» **Exercise directions**: Reproduce every row below word for word, leaving out the pictures.

[Opening Material for this exercise section]

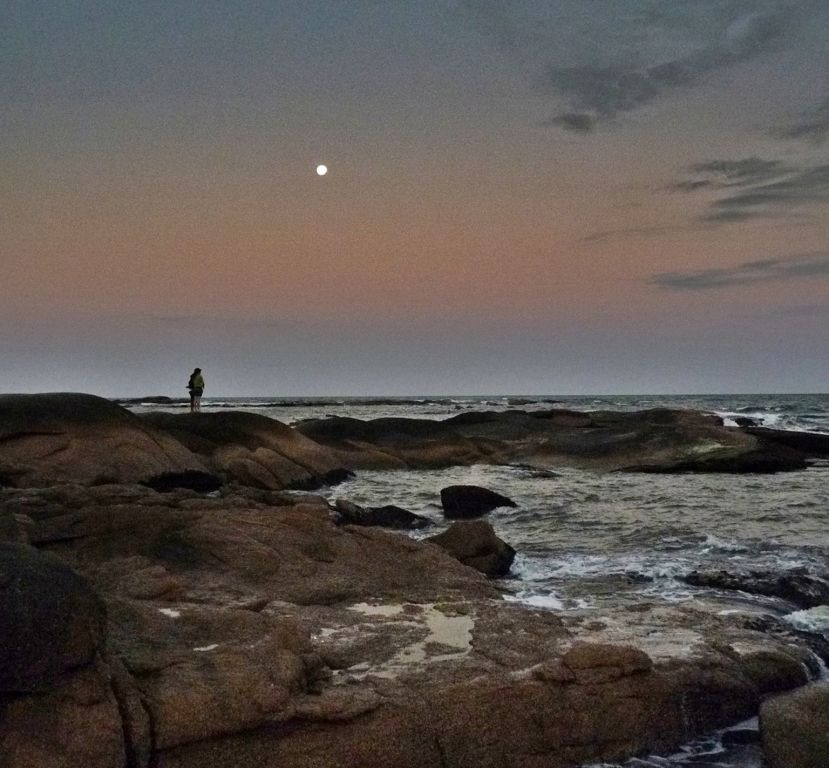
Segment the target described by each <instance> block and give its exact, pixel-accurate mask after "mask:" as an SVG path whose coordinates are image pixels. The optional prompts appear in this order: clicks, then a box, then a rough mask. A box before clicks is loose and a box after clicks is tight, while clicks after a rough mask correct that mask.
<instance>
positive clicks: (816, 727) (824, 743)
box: [760, 683, 829, 768]
mask: <svg viewBox="0 0 829 768" xmlns="http://www.w3.org/2000/svg"><path fill="white" fill-rule="evenodd" d="M760 737H761V740H762V744H763V754H764V755H765V758H766V761H767V763H768V766H769V768H826V766H827V765H829V684H827V683H815V684H812V685H808V686H805V687H803V688H800V689H798V690H796V691H793V692H791V693H786V694H783V695H782V696H777V697H776V698H773V699H769V700H768V701H766V702H764V703H763V705H762V706H761V707H760Z"/></svg>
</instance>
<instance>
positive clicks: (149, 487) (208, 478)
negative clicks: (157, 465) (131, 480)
mask: <svg viewBox="0 0 829 768" xmlns="http://www.w3.org/2000/svg"><path fill="white" fill-rule="evenodd" d="M142 485H146V486H147V487H148V488H152V489H153V490H154V491H160V492H161V493H165V492H168V491H173V490H175V489H176V488H189V489H190V490H191V491H196V492H198V493H212V492H213V491H218V490H219V488H221V487H222V481H221V480H220V479H219V478H218V477H216V475H211V474H210V473H208V472H197V471H196V470H190V471H188V472H164V473H163V474H160V475H155V476H154V477H151V478H149V480H145V481H144V482H143V483H142Z"/></svg>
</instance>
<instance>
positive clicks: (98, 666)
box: [0, 661, 146, 768]
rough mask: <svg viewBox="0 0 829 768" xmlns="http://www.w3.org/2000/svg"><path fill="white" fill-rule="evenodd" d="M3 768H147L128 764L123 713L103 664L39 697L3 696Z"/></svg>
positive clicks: (1, 736)
mask: <svg viewBox="0 0 829 768" xmlns="http://www.w3.org/2000/svg"><path fill="white" fill-rule="evenodd" d="M0 711H2V716H0V764H2V765H3V768H76V766H77V767H80V766H84V767H85V766H90V767H91V766H95V767H96V768H98V767H99V766H100V768H146V763H144V764H141V763H139V762H137V761H136V762H133V763H128V762H127V754H128V753H129V751H130V750H128V748H127V744H126V743H125V730H124V725H123V719H122V712H121V710H120V708H119V705H118V701H117V699H116V697H115V695H114V694H113V690H112V686H111V677H110V670H109V669H108V667H107V666H106V664H104V663H103V662H101V661H95V662H94V663H92V664H89V665H87V666H84V667H81V668H79V669H73V670H67V671H66V672H65V673H64V674H63V675H62V676H61V677H60V678H59V679H57V680H55V681H54V685H53V686H50V687H49V688H48V689H43V690H40V691H39V692H38V693H36V694H28V695H25V694H24V695H20V694H17V695H14V696H9V697H4V696H3V695H2V694H0Z"/></svg>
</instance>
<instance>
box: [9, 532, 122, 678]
mask: <svg viewBox="0 0 829 768" xmlns="http://www.w3.org/2000/svg"><path fill="white" fill-rule="evenodd" d="M105 622H106V618H105V609H104V606H103V603H102V602H101V601H100V600H99V599H98V597H97V596H96V595H95V594H94V593H93V592H92V590H91V588H90V586H89V584H88V583H87V582H86V580H85V579H83V578H82V577H81V576H79V575H78V574H77V573H75V572H74V571H73V570H72V569H71V568H69V567H67V566H66V565H65V564H63V563H62V562H60V561H59V560H57V559H56V558H53V557H48V556H45V555H43V554H41V553H39V552H37V551H35V550H34V549H32V548H31V547H27V546H25V545H21V544H9V543H0V693H31V692H35V691H40V690H43V689H46V688H48V687H50V686H51V685H52V684H53V683H54V682H55V681H56V680H57V679H58V678H59V677H60V676H61V675H62V674H63V673H64V672H65V671H67V670H71V669H74V668H77V667H82V666H84V665H86V664H89V663H90V662H91V661H92V659H93V656H94V654H95V652H96V651H97V650H98V649H99V648H100V647H101V646H102V644H103V641H104V627H105Z"/></svg>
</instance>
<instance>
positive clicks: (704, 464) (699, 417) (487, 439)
mask: <svg viewBox="0 0 829 768" xmlns="http://www.w3.org/2000/svg"><path fill="white" fill-rule="evenodd" d="M296 428H297V430H298V431H300V432H302V433H303V434H304V435H306V436H307V437H310V438H311V439H312V440H314V441H316V442H318V443H321V444H324V445H326V446H328V447H329V448H331V449H332V450H333V451H334V452H335V453H336V454H337V456H338V457H339V458H340V460H341V461H342V462H343V464H344V465H345V466H347V467H350V468H357V469H389V468H396V467H410V468H422V469H428V468H440V467H448V466H454V465H471V464H530V465H532V466H534V467H537V468H545V467H552V468H555V467H559V466H576V467H585V468H590V469H599V470H623V469H624V470H628V471H645V472H735V473H736V472H778V471H784V470H793V469H802V468H804V467H805V466H807V459H808V457H809V455H811V454H810V453H809V452H808V451H805V452H804V450H801V449H799V448H794V447H790V446H786V445H781V444H780V443H779V442H775V441H774V440H771V439H768V438H767V436H766V435H764V434H759V435H755V434H750V433H749V432H748V431H745V430H742V429H733V428H728V427H724V426H723V425H722V422H721V420H720V419H719V417H717V416H714V415H711V414H706V413H700V412H697V411H690V410H670V409H664V408H657V409H652V410H647V411H637V412H625V413H623V412H610V411H599V412H592V413H589V414H587V413H579V412H577V411H569V410H565V409H551V410H549V411H531V412H527V411H519V410H514V411H504V412H491V411H490V412H465V413H461V414H458V415H457V416H453V417H451V418H448V419H444V420H443V421H434V420H427V419H373V420H370V421H361V420H359V419H351V418H339V417H335V418H327V419H315V420H308V421H305V422H303V423H301V424H299V425H297V427H296ZM801 447H802V446H801Z"/></svg>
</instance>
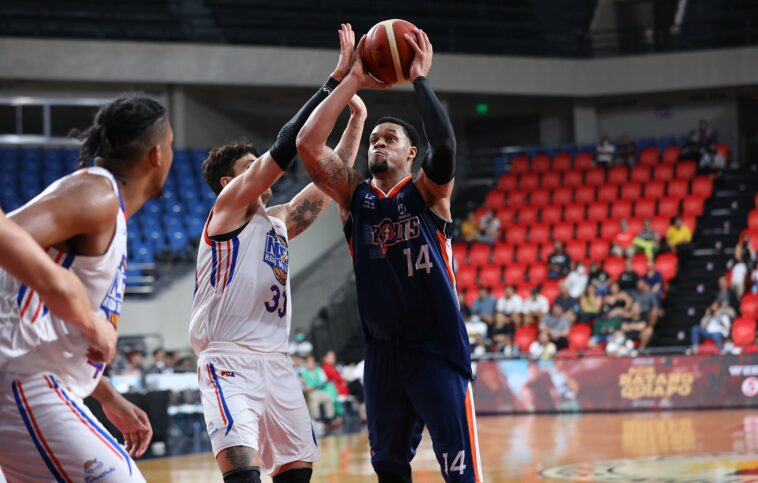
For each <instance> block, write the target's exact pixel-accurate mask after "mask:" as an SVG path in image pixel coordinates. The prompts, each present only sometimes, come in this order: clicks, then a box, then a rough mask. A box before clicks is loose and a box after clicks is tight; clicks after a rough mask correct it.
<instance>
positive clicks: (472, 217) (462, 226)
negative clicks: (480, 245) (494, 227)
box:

[Closing Material for this exercise section]

» **Response for this exercise**:
Segment the target described by each <instance> block and give its exact, pixel-accurate mask after "mask:" as an SVG path whose coordinates are image pixels. The optional prompts appear in this order: clicks, then a box, then a rough mask. A box before clicks is loose and a box after clicks is tight, while clicks after a rough mask correct that mask.
<instance>
positive clicks: (816, 727) (824, 743)
box: [760, 683, 829, 768]
mask: <svg viewBox="0 0 829 768" xmlns="http://www.w3.org/2000/svg"><path fill="white" fill-rule="evenodd" d="M760 737H761V740H762V744H763V754H764V755H765V758H766V761H767V763H768V766H769V768H826V766H827V765H829V684H827V683H815V684H812V685H808V686H805V687H803V688H800V689H798V690H796V691H793V692H791V693H786V694H783V695H782V696H777V697H776V698H773V699H769V700H768V701H766V702H764V703H763V705H762V706H761V707H760Z"/></svg>
</instance>
<instance>
positive clicks: (149, 487) (208, 478)
negative clicks: (157, 465) (131, 480)
mask: <svg viewBox="0 0 829 768" xmlns="http://www.w3.org/2000/svg"><path fill="white" fill-rule="evenodd" d="M142 485H146V486H147V487H148V488H152V489H153V490H154V491H160V492H161V493H165V492H168V491H173V490H175V489H176V488H189V489H190V490H191V491H196V492H198V493H212V492H213V491H218V490H219V488H221V487H222V481H221V480H220V479H219V478H218V477H216V475H211V474H210V473H208V472H197V471H196V470H190V471H188V472H164V473H163V474H160V475H155V476H154V477H151V478H149V480H145V481H144V482H143V483H142Z"/></svg>
</instance>
<instance>
positive clicks: (98, 666)
box: [0, 661, 146, 768]
rough mask: <svg viewBox="0 0 829 768" xmlns="http://www.w3.org/2000/svg"><path fill="white" fill-rule="evenodd" d="M3 768H147L128 764L123 713L103 664L39 697L3 696Z"/></svg>
positive clicks: (1, 736)
mask: <svg viewBox="0 0 829 768" xmlns="http://www.w3.org/2000/svg"><path fill="white" fill-rule="evenodd" d="M0 711H2V716H0V764H2V765H3V768H76V766H77V767H80V766H84V767H85V766H90V767H91V766H95V767H96V768H98V767H99V766H100V768H146V763H144V764H141V763H139V762H137V761H136V762H133V763H128V762H127V754H128V753H129V751H130V750H128V748H127V744H126V743H125V730H124V725H123V719H122V712H121V710H120V708H119V705H118V701H117V699H116V697H115V695H114V694H113V690H112V686H111V677H110V670H109V669H108V667H107V666H106V664H104V663H103V662H101V661H95V662H94V663H92V664H89V665H87V666H84V667H81V668H79V669H73V670H67V671H66V672H65V673H64V674H63V675H62V676H61V677H60V678H59V679H57V680H55V681H54V685H53V686H50V687H49V688H48V689H43V690H40V691H39V692H38V693H36V694H28V695H25V694H24V695H20V694H17V695H14V696H9V697H4V696H3V695H2V694H0Z"/></svg>
</instance>
<instance>
box: [9, 532, 122, 678]
mask: <svg viewBox="0 0 829 768" xmlns="http://www.w3.org/2000/svg"><path fill="white" fill-rule="evenodd" d="M105 622H106V618H105V609H104V606H103V603H102V602H101V601H100V600H99V599H98V597H97V596H96V595H95V594H94V593H93V592H92V590H91V588H90V586H89V584H88V583H87V582H86V580H85V579H83V578H82V577H81V576H79V575H78V574H77V573H75V572H74V571H73V570H72V569H71V568H69V567H67V566H66V565H65V564H63V563H62V562H60V561H59V560H57V559H56V558H53V557H48V556H45V555H43V554H41V553H39V552H37V551H35V550H34V549H32V548H31V547H27V546H25V545H21V544H9V543H0V693H31V692H35V691H40V690H43V689H46V688H48V687H50V686H51V685H52V684H53V683H54V682H55V681H56V680H57V679H58V678H59V677H60V676H61V675H62V674H63V673H64V672H65V671H67V670H71V669H74V668H77V667H82V666H84V665H86V664H89V663H90V662H91V661H92V659H93V656H94V654H95V652H96V651H97V650H98V649H99V648H100V647H101V646H102V644H103V641H104V627H105Z"/></svg>
</instance>
<instance>
positive clicks: (704, 464) (699, 417) (487, 439)
mask: <svg viewBox="0 0 829 768" xmlns="http://www.w3.org/2000/svg"><path fill="white" fill-rule="evenodd" d="M296 428H297V430H298V431H300V432H302V433H303V434H304V435H306V436H307V437H310V438H311V439H312V440H314V441H316V442H318V443H321V444H324V445H326V446H328V447H329V448H331V449H332V450H333V451H334V452H335V453H336V454H337V456H338V457H339V458H340V460H341V461H342V462H343V464H344V465H345V466H347V467H350V468H357V469H389V468H396V467H410V468H422V469H428V468H440V467H448V466H454V465H471V464H530V465H532V466H534V467H537V468H545V467H552V468H555V467H559V466H576V467H585V468H590V469H599V470H623V469H624V470H628V471H645V472H735V473H736V472H778V471H784V470H793V469H802V468H804V467H805V466H807V459H808V457H809V455H811V454H810V453H809V452H808V451H805V452H804V450H801V449H799V448H794V447H790V446H786V445H781V444H780V443H779V442H775V441H774V440H771V439H768V438H767V436H766V435H764V434H759V435H755V434H750V433H749V432H748V431H745V430H742V429H733V428H728V427H724V426H723V425H722V422H721V420H720V419H719V417H717V416H714V415H711V414H706V413H700V412H697V411H690V410H670V409H664V408H657V409H652V410H647V411H637V412H625V413H623V412H610V411H599V412H592V413H589V414H587V413H579V412H577V411H569V410H565V409H551V410H549V411H531V412H527V411H519V410H514V411H504V412H491V411H490V412H465V413H461V414H458V415H457V416H453V417H451V418H448V419H444V420H443V421H434V420H427V419H373V420H370V421H361V420H359V419H351V418H339V417H335V418H327V419H315V420H308V421H305V422H303V423H301V424H299V425H297V427H296ZM801 447H802V446H801Z"/></svg>
</instance>
For each <instance> block, write the target's exact pixel-accurate mask after "mask:" as an SVG path in image pixel coordinates. The prompts, each present only sometimes, come in this order: clicks, then a box, then a rough mask. A box before clicks is loose and a box after clicks is tight; clicks after a rough mask correct it.
<instance>
positive clicks: (472, 217) (462, 226)
negative clicks: (480, 245) (494, 227)
box:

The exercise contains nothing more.